Items from a data source:
• • • • • • •

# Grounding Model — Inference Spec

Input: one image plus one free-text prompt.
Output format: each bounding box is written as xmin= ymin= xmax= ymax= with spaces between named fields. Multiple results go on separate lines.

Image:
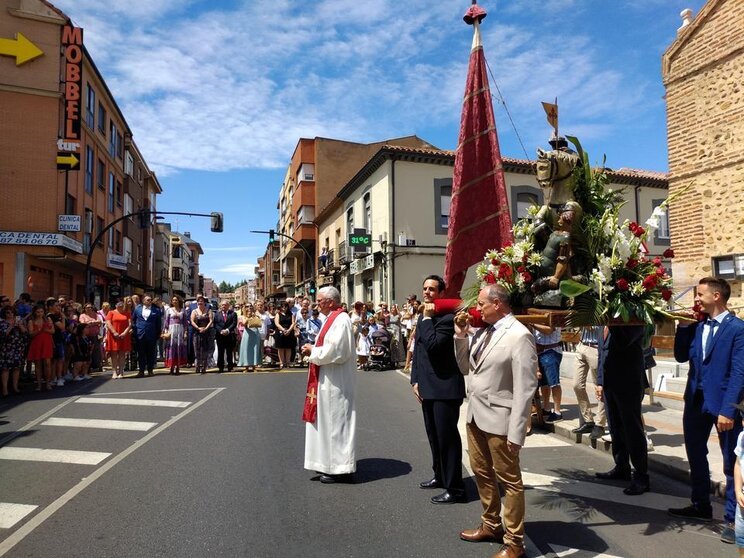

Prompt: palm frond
xmin=564 ymin=293 xmax=607 ymax=327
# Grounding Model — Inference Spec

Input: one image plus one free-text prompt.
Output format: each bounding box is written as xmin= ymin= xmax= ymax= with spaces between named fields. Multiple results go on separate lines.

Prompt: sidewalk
xmin=534 ymin=375 xmax=727 ymax=497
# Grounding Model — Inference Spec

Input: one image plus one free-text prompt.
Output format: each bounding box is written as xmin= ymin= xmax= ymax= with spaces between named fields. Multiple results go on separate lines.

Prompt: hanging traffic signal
xmin=268 ymin=229 xmax=275 ymax=242
xmin=308 ymin=280 xmax=317 ymax=296
xmin=210 ymin=212 xmax=224 ymax=233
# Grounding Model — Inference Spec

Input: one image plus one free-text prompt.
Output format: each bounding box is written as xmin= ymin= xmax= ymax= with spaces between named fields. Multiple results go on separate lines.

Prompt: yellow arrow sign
xmin=57 ymin=153 xmax=79 ymax=169
xmin=0 ymin=32 xmax=44 ymax=66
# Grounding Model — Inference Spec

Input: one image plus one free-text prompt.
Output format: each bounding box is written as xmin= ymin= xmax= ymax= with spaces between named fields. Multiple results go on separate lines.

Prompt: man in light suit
xmin=454 ymin=284 xmax=537 ymax=558
xmin=213 ymin=300 xmax=238 ymax=372
xmin=132 ymin=294 xmax=163 ymax=377
xmin=668 ymin=277 xmax=744 ymax=545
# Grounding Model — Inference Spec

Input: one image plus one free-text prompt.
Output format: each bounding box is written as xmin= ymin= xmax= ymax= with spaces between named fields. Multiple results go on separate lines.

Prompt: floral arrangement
xmin=463 ymin=136 xmax=686 ymax=326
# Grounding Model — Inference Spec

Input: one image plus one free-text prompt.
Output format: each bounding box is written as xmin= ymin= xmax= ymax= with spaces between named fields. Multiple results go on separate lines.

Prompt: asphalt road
xmin=0 ymin=368 xmax=730 ymax=557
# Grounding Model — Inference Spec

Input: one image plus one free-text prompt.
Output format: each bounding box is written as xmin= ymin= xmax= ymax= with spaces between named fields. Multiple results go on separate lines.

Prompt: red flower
xmin=521 ymin=272 xmax=533 ymax=283
xmin=642 ymin=275 xmax=658 ymax=291
xmin=653 ymin=257 xmax=662 ymax=266
xmin=629 ymin=222 xmax=639 ymax=233
xmin=616 ymin=278 xmax=629 ymax=291
xmin=663 ymin=248 xmax=675 ymax=258
xmin=497 ymin=263 xmax=513 ymax=280
xmin=627 ymin=258 xmax=638 ymax=269
xmin=632 ymin=225 xmax=646 ymax=238
xmin=491 ymin=258 xmax=499 ymax=266
xmin=517 ymin=266 xmax=526 ymax=273
xmin=661 ymin=288 xmax=672 ymax=301
xmin=484 ymin=273 xmax=496 ymax=284
xmin=656 ymin=266 xmax=666 ymax=277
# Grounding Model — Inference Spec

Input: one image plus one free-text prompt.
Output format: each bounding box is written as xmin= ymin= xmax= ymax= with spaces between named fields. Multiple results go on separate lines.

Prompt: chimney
xmin=183 ymin=232 xmax=191 ymax=238
xmin=678 ymin=8 xmax=693 ymax=35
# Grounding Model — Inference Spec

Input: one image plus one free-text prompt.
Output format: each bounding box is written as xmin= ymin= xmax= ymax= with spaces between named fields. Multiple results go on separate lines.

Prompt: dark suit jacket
xmin=213 ymin=310 xmax=238 ymax=338
xmin=411 ymin=314 xmax=465 ymax=400
xmin=675 ymin=313 xmax=744 ymax=419
xmin=597 ymin=325 xmax=645 ymax=391
xmin=132 ymin=305 xmax=163 ymax=342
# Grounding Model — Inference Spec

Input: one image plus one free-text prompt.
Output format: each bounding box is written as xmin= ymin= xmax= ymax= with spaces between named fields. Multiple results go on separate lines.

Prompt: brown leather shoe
xmin=491 ymin=544 xmax=526 ymax=558
xmin=459 ymin=523 xmax=503 ymax=543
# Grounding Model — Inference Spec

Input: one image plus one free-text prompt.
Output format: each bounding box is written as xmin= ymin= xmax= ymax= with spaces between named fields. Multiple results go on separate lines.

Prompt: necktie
xmin=473 ymin=326 xmax=495 ymax=363
xmin=223 ymin=312 xmax=227 ymax=322
xmin=704 ymin=319 xmax=717 ymax=358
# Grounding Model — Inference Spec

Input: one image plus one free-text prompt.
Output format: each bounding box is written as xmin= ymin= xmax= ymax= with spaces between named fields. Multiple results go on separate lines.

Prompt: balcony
xmin=338 ymin=241 xmax=348 ymax=264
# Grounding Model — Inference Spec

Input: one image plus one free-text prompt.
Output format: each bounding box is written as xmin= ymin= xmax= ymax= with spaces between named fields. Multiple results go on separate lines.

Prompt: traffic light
xmin=308 ymin=280 xmax=317 ymax=296
xmin=210 ymin=212 xmax=223 ymax=233
xmin=268 ymin=229 xmax=275 ymax=242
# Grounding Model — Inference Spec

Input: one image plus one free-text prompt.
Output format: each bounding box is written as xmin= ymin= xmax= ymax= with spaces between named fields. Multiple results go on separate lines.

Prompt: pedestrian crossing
xmin=0 ymin=390 xmax=208 ymax=538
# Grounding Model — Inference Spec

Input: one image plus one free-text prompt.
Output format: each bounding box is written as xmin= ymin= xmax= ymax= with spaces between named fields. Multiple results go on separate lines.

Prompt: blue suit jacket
xmin=675 ymin=313 xmax=744 ymax=419
xmin=411 ymin=314 xmax=465 ymax=400
xmin=132 ymin=305 xmax=163 ymax=342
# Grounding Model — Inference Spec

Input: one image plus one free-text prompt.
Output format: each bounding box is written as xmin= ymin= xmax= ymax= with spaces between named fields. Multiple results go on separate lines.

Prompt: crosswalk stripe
xmin=0 ymin=447 xmax=111 ymax=466
xmin=0 ymin=504 xmax=38 ymax=529
xmin=41 ymin=418 xmax=157 ymax=432
xmin=76 ymin=397 xmax=190 ymax=408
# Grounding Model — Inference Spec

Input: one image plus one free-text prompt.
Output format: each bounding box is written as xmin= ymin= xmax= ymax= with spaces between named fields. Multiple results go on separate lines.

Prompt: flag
xmin=443 ymin=2 xmax=513 ymax=297
xmin=542 ymin=100 xmax=558 ymax=133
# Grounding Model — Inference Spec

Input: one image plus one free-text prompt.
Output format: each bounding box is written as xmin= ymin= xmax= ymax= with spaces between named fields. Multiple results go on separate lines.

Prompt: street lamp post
xmin=250 ymin=229 xmax=315 ymax=296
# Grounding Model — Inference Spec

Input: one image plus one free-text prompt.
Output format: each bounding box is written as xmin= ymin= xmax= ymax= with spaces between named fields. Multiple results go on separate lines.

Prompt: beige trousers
xmin=466 ymin=420 xmax=525 ymax=547
xmin=573 ymin=342 xmax=606 ymax=426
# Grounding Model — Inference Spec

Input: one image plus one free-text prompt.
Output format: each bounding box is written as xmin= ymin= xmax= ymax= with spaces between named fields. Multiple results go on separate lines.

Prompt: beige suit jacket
xmin=454 ymin=315 xmax=538 ymax=447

• • • • • • •

● What to do: Could you set down the records above exactly, skipping any picture?

● Task result:
# Grounding Model — Inference Spec

Input: one image plus one free-text prompt.
Output format: each bounding box is written as xmin= ymin= xmax= ymax= with spaces between named fields. Multiple results go on separate lines.

Image:

Prompt: palm frond
xmin=564 ymin=293 xmax=607 ymax=327
# Grounding Model — Inference Spec

Input: one image plus one free-text prompt.
Output format: each bounding box is written as xmin= ymin= xmax= ymax= with spaces between named fields. Multiple results go on separate lines.

Prompt: sidewalk
xmin=534 ymin=375 xmax=727 ymax=497
# Grounding Model — Inference Spec

Input: one image plus one free-text prompt.
Output format: each bounding box is written as xmin= ymin= xmax= ymax= with spaces between named fields. Multiple results go on separate lines.

Prompt: hanging traffic signal
xmin=268 ymin=229 xmax=275 ymax=242
xmin=308 ymin=280 xmax=317 ymax=296
xmin=210 ymin=212 xmax=224 ymax=233
# Grounding Model — Inference Spec

Input: one image plus one free-text prompt.
Output format: each bounding box is written as xmin= ymin= xmax= ymax= with spaces between named fields. Multiple results go on separate lines.

Prompt: yellow arrow sign
xmin=57 ymin=153 xmax=79 ymax=169
xmin=0 ymin=32 xmax=44 ymax=66
# Grounding Model — Inference Spec

Input: one image plus one free-text prompt.
Output format: each bounding box is written as xmin= ymin= xmax= ymax= with spaces between named fields. Multiple results go on separate lines.

Prompt: man in light suit
xmin=454 ymin=284 xmax=537 ymax=558
xmin=213 ymin=300 xmax=238 ymax=372
xmin=132 ymin=294 xmax=163 ymax=377
xmin=668 ymin=277 xmax=744 ymax=545
# Grounding Model — Inference Spec

Input: one image plus one free-text prompt.
Output format: each bounding box is written as xmin= ymin= xmax= ymax= with spaces between named fields. Multiple results go on separate lines.

Prompt: floral arrangement
xmin=463 ymin=136 xmax=686 ymax=326
# Grounding Model — Inference Spec

Input: one image plus one free-text prompt.
Output format: each bounding box is written as xmin= ymin= xmax= ymax= with spaces between named fields. Multiple results go on separate lines.

Prompt: asphalt road
xmin=0 ymin=368 xmax=730 ymax=557
# Grounding Model — Inference Spec

Input: one image plus one free-text prompt.
Output format: each bounding box is written as xmin= ymin= xmax= ymax= with spaces between named fields. Multiple results go on separate lines.

Prompt: red flower
xmin=521 ymin=272 xmax=533 ymax=283
xmin=642 ymin=275 xmax=658 ymax=291
xmin=653 ymin=257 xmax=662 ymax=266
xmin=629 ymin=222 xmax=639 ymax=233
xmin=616 ymin=278 xmax=629 ymax=291
xmin=663 ymin=248 xmax=675 ymax=258
xmin=497 ymin=263 xmax=513 ymax=280
xmin=627 ymin=258 xmax=638 ymax=269
xmin=632 ymin=225 xmax=646 ymax=238
xmin=491 ymin=258 xmax=499 ymax=266
xmin=517 ymin=266 xmax=526 ymax=273
xmin=661 ymin=288 xmax=672 ymax=301
xmin=484 ymin=273 xmax=496 ymax=284
xmin=656 ymin=266 xmax=666 ymax=277
# Grounding Model — Inference Spec

Input: one image plus one free-text prompt.
Output format: each bounding box is written as xmin= ymin= xmax= ymax= with spaces between named fields. Multiple results go on separate lines.

Prompt: chimney
xmin=183 ymin=232 xmax=191 ymax=238
xmin=678 ymin=8 xmax=693 ymax=35
# Grounding Model — Inference Spec

Input: one image plus one free-text prompt.
Output format: each bounding box is written as xmin= ymin= xmax= ymax= with spaces between named fields. Multiple results go on separate lines.

Prompt: dark suit jacket
xmin=213 ymin=310 xmax=238 ymax=338
xmin=411 ymin=314 xmax=465 ymax=400
xmin=675 ymin=313 xmax=744 ymax=419
xmin=597 ymin=325 xmax=645 ymax=391
xmin=132 ymin=305 xmax=163 ymax=342
# Grounding Model — Inference Spec

Input: one image plus one free-text prompt.
Output format: each bounding box is written as xmin= ymin= xmax= ymax= with spaces between named fields. Multiple results go on separate lines.

Prompt: brown leather shoe
xmin=491 ymin=544 xmax=526 ymax=558
xmin=459 ymin=523 xmax=503 ymax=543
# Grounding Model — Inference Spec

Input: one image plus one free-text prompt.
Output format: each bounding box is written as xmin= ymin= xmax= ymax= with spaces between named fields. Multiple results go on separate lines.

Prompt: necktie
xmin=473 ymin=326 xmax=495 ymax=363
xmin=223 ymin=312 xmax=227 ymax=322
xmin=704 ymin=319 xmax=717 ymax=358
# Grounding Model — Inference Spec

Input: one image plus one free-text prompt.
Output format: each bounding box is written as xmin= ymin= xmax= ymax= with spaces between named fields. Multiple results go on separate lines.

Prompt: balcony
xmin=338 ymin=241 xmax=348 ymax=264
# Grounding Model — Inference Spec

Input: one image plus one free-text prompt.
Output format: each bounding box is written as xmin= ymin= xmax= ymax= with spaces between named fields. Multiple results go on separate lines.

Prompt: traffic light
xmin=308 ymin=280 xmax=317 ymax=296
xmin=210 ymin=212 xmax=223 ymax=233
xmin=268 ymin=229 xmax=275 ymax=242
# Grounding Model — Inference Spec

Input: one image plus one free-text prompt.
Output format: each bounding box is written as xmin= ymin= xmax= ymax= with spaces between named fields. Multiple results go on separate lines.

Prompt: pedestrian crossing
xmin=0 ymin=390 xmax=208 ymax=538
# Grounding Model — Inference Spec

Input: one image plus one free-text prompt.
Output format: each bounding box is written as xmin= ymin= xmax= ymax= with spaces between named fields. Multiple results go on separate lines.

Prompt: blue suit jacket
xmin=675 ymin=313 xmax=744 ymax=419
xmin=411 ymin=314 xmax=465 ymax=400
xmin=132 ymin=305 xmax=163 ymax=342
# Grounding Model — Inference Spec

Input: one image plus one free-text prompt.
Output format: each bounding box is written as xmin= ymin= xmax= ymax= with spaces between named fields. Multiple results go on separate lines.

Prompt: crosswalk stripe
xmin=0 ymin=447 xmax=111 ymax=466
xmin=0 ymin=504 xmax=38 ymax=529
xmin=41 ymin=418 xmax=157 ymax=432
xmin=76 ymin=397 xmax=190 ymax=408
# Grounding Model — Inference Spec

Input: one image plus one free-text prompt.
Output format: each bounding box is written as xmin= ymin= xmax= ymax= with spaces between named fields. Multiple results go on separate lines.

Prompt: flag
xmin=443 ymin=2 xmax=513 ymax=297
xmin=542 ymin=100 xmax=558 ymax=133
# Grounding Model — Inference Spec

Input: one image plus one free-text prompt.
Output format: each bounding box is written as xmin= ymin= xmax= ymax= with spaces between named fields. Multiple results go on separate lines.

Prompt: street lamp post
xmin=250 ymin=229 xmax=315 ymax=296
# Grounding Model — Inference Spec

Input: one image plus one free-text prompt.
Output format: each bounding box is written as xmin= ymin= xmax= ymax= with spaces between named fields. Multiple results go on separate lines.

Prompt: beige trousers
xmin=466 ymin=420 xmax=525 ymax=547
xmin=573 ymin=342 xmax=606 ymax=426
# Grounding Model — Inference Spec

Input: one image plus one free-text prompt.
Output format: each bounding box is written as xmin= ymin= xmax= ymax= with spaces between named fields. Multiple results go on separate lines.

Prompt: beige suit jacket
xmin=454 ymin=315 xmax=538 ymax=447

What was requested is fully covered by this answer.